Wherever the string "query" turns up in the data, copy the whole line.

*Record extracts*:
--------------------------------------------------

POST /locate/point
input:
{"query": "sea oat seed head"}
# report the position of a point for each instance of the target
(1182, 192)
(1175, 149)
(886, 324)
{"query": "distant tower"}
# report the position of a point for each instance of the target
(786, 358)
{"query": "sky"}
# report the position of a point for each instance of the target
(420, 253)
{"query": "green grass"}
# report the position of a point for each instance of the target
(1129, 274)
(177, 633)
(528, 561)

--------------------------------------------------

*Answer box*:
{"query": "sea oat seed head"}
{"query": "distant tower"}
{"query": "sky"}
{"query": "green grass"}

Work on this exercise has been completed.